_EXTRACTED TEXT_
|---|
In some locations low-speed wind turbines and floating breakwaters also collect energy. Below the surface the OMEGA system supports aquaculture with cages or nets that would grow oysters, mussels, abalone, crabs or other shellfish. The OMEGA system produces energy, clean water and food, without using land. Imagine opening up the frontier just off our coasts!

Technology, lifestyle and the environment have changed considerably in the last five decades. Fifty years ago, people would have thought you were crazy if you insisted we would all be walking around with hand-held phones, powering our homes with solar panels, recycling our packaging and cleaning exhaust with catalytic converters. These are just a few of the many green technologies that have been invented by people who took action and believed they could make a difference in the global crisis. With results like that, we cannot assume that we will die fifty years from now because of Climate Change. We do not know the solutions of the future, but there is hope if we invest in new technologies to build that future.

We have seen remarkable progress on green tech in just the last few decades. As recently as the 1970's, DDT, a deadly pesticide, had killed most of the otter and pelican populations. Otters, pelicans and many other species were on the verge of extinction. Because of numerous protests from citizens and politicians all over the United States, DDT was banned and the otter and pelican population numbers soared. Today, their populations have grown so much that it is hard to imagine they were on the verge of extinction.

This turnaround would have not occurred if people had left the problem for other people to solve. If we continue to think fatalistically, we will create that fatal ending. However, if we are open-minded and inventive, we will create a wonderfully outrageous future that is connected with nature.

If we want to live in a safe and sustainable world, we have to open our minds because the answers are all around us, perhaps even in pond scum.
|---|
_RECORD EXCERPTS_
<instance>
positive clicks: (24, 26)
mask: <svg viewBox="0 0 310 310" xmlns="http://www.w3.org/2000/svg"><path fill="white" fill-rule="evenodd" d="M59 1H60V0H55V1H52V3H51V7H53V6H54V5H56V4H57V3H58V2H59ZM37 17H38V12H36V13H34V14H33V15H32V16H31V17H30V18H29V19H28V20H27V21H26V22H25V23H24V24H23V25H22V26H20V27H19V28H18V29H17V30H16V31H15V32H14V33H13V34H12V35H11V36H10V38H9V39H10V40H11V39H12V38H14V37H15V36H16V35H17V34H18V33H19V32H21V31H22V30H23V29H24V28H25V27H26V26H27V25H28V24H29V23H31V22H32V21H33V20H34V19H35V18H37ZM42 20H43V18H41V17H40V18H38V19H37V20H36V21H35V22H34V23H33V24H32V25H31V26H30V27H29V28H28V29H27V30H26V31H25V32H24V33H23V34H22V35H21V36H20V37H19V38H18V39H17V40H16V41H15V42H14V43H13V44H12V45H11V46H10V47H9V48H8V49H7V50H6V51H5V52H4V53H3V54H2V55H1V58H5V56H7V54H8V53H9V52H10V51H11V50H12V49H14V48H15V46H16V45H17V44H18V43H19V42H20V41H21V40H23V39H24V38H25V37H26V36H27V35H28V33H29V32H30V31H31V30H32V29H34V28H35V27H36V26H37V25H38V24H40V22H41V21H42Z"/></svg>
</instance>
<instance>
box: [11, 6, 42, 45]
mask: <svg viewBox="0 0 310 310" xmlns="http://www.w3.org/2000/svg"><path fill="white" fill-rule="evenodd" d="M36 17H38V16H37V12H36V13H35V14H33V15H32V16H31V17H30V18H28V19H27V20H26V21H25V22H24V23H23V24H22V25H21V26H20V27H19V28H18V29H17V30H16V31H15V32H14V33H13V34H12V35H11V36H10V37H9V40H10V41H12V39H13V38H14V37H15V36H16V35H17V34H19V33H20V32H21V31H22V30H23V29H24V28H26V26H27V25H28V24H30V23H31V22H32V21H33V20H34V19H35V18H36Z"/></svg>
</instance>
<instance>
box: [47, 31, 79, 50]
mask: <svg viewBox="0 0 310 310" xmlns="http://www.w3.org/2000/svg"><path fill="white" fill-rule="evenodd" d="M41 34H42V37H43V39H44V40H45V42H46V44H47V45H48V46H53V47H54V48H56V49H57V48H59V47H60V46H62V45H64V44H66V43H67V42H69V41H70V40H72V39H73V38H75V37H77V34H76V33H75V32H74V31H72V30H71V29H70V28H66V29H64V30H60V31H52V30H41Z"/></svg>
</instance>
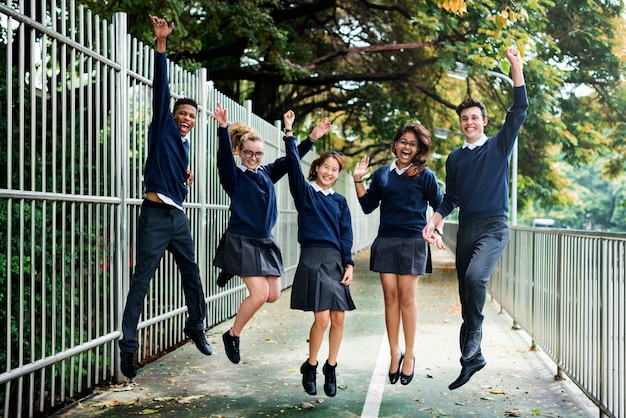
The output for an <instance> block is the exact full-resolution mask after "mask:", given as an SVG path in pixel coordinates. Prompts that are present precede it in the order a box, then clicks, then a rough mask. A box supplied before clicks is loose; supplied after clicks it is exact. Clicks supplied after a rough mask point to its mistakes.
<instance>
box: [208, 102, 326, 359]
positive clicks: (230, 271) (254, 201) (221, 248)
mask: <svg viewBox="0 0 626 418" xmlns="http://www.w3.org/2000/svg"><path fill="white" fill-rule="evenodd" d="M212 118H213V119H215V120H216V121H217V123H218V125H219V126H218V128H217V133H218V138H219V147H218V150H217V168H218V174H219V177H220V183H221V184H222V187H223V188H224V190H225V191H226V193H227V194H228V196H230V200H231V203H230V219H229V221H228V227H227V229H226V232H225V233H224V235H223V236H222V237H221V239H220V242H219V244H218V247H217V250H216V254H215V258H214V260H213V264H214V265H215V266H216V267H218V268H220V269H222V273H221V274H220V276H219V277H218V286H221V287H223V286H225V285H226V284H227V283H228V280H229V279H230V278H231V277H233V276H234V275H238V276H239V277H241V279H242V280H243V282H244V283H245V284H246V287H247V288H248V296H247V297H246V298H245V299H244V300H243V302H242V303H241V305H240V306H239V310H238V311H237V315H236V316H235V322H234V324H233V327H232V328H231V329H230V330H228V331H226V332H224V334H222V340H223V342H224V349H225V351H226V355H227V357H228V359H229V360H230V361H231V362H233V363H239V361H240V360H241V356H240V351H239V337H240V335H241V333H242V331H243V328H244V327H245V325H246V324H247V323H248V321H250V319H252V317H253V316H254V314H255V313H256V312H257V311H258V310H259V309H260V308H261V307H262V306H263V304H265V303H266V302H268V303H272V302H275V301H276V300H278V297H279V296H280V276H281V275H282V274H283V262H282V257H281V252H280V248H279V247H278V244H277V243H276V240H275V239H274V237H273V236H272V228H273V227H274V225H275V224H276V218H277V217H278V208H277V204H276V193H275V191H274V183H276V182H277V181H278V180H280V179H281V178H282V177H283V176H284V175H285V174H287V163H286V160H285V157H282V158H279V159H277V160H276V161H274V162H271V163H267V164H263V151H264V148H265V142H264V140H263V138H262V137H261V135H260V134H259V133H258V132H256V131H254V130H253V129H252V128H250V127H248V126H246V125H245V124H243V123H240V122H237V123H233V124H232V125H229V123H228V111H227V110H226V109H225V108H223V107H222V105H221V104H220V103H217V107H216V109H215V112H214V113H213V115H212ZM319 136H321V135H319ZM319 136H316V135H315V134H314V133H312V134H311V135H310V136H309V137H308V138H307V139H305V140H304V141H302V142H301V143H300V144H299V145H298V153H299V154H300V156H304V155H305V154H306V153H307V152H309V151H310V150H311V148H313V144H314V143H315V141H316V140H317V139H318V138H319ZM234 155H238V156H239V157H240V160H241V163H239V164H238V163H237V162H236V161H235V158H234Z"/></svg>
|---|
_PROBLEM DETAILS_
List every kind of shellfish that the text on green technology names as something the OMEGA system's cages or nets would grow.

_TASK ANSWER_
Oysters, mussels, abalone, crabs